= Document text =
##########

CS: How did you get started making games? How long have you been doing it?

DL: The earliest example I can think of is as a kid I designed some Sonic The Hedgehog levels on paper. I think I was around 8 at the time.

CS: That’s something I used to do as well, designing games on paper. I think I did my first game concept when I was six or seven…

DL: I’m pretty sure the levels I designed would have been terrible. I hope yours were better!

CS: Nah, the stuff I drew up wasn’t that sophisticated. I’d do a drawing of a screen shot, and then narrate the rules and the player’s goals, point values, etc. and my mom would write them down for me. I didn’t do anything so sophisticated as a full-blown design doc or anything. It was just about the enthusiasm and instinct to be creative, and wanting to do it for real someday.

DL: There’s an old DOS game called Jetpack and I spent a long time using its level editor. The idea of a level editor was pretty novel for me at the time. Over the years since then I’ve played around with RPGmaker, C++, Valve’s Hammer Editor and Flash but never made anything that I could really call finished.

CS: What game projects did you work on previous to your first LD game?

##########

= Set problem 1 =
Answer these questions using the game-making interview:
(a) What did DL design on paper as a kid, and at roughly what age?
(b) Which old DOS game's level editor did DL spend a long time using?
(c) Who wrote down the rules and goals that CS narrated for early game ideas?
= Set problem 2 =
Reproduce the passage of the game-making interview that opens with the words containing "CS: How did" and closes with "8 at the time.".
= Set problem 3 =
Resume the game-making interview after its final line.

Records from a data source
##########

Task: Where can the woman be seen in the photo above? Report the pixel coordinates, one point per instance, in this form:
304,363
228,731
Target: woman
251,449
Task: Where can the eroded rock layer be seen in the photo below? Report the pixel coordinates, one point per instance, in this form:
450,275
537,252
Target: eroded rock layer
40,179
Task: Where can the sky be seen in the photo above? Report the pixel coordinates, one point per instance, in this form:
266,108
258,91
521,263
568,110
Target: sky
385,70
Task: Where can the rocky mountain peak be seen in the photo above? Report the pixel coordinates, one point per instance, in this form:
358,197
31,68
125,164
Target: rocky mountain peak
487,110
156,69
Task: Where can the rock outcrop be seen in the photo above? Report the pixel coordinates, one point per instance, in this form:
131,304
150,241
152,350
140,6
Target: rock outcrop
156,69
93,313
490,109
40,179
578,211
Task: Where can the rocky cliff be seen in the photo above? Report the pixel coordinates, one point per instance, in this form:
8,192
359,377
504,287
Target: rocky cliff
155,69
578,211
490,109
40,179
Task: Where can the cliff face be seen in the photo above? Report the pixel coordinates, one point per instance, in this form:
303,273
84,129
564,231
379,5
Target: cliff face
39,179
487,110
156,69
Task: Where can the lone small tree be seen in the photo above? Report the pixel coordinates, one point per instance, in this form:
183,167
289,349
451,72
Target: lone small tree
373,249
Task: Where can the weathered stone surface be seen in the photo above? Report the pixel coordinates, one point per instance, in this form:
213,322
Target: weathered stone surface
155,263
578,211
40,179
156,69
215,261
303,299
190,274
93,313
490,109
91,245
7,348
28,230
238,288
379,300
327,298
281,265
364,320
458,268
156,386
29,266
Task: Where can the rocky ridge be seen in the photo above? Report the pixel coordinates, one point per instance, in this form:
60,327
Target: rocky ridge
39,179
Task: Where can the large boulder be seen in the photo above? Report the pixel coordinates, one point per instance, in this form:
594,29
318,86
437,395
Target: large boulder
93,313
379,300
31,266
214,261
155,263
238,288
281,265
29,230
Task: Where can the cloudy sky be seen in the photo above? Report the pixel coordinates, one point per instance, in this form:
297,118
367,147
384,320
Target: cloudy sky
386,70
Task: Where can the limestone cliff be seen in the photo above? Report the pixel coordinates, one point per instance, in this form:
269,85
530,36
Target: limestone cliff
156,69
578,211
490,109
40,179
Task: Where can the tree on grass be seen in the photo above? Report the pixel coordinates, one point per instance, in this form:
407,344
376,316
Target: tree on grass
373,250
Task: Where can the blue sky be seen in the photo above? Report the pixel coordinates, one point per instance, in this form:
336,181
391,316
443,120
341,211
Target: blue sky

##########

= Written response 1 =
(a) Sonic The Hedgehog levels, at around 8 years old.
(b) Jetpack.
(c) CS's mom.

= Written response 2 =
CS: How did you get started making games? How long have you been doing it?

DL: The earliest example I can think of is as a kid I designed some Sonic The Hedgehog levels on paper. I think I was around 8 at the time.

= Written response 3 =
DL: Well a whole bunch of unfinished or unreleased games, unsurprisingly. Actually the only games I’ve released so far have come from game jams. My first experience participating in a game jam was three years ago, I was working with a friend of mine. The game we made was a one screen rhythm platformer for Reddit Game Jam 05 (the theme was “love”) called Give In. I worked on the player controls (which are way too slippery) and the graphics (which I still kind of like the look of).

After that I started using GameMaker and worked on some exploratory platformers which will probably never see the light of day. Then, half a year ago I took part in the Bacon Game Jam 06 (the theme was “rainbows”) and made an action platformer called Violet, which I think of as my first “proper” game, if you can call it that.

CS: How do you approach a 48 hour event like LD? How is it different from when you are working on a game without external time constraints?

DL: I try to start off well rested but that’s about it. Sometimes I have an idea of what aspects of the development process I want to focus on or improve on. Once I have an idea and I start coding, autopilot tends to kick in.

CS: OK let’s talk about The Sun and Moon. I’ve just read your post-mortem article on the making of it, so hopefully we won’t rehash too much of that. I encourage readers to check it out for themselves.

First, let me just say congratulations on another fantastic game. For the record, out of 1493 entries for the LD29 Compo, you placed 1st Overall, 1st in Theme, 2nd in Fun, and 3rd in Innovation. This was just your second LD entry! Obviously, no one expects to win a category, but how well did you think The Sun and Moon would do when you finished it?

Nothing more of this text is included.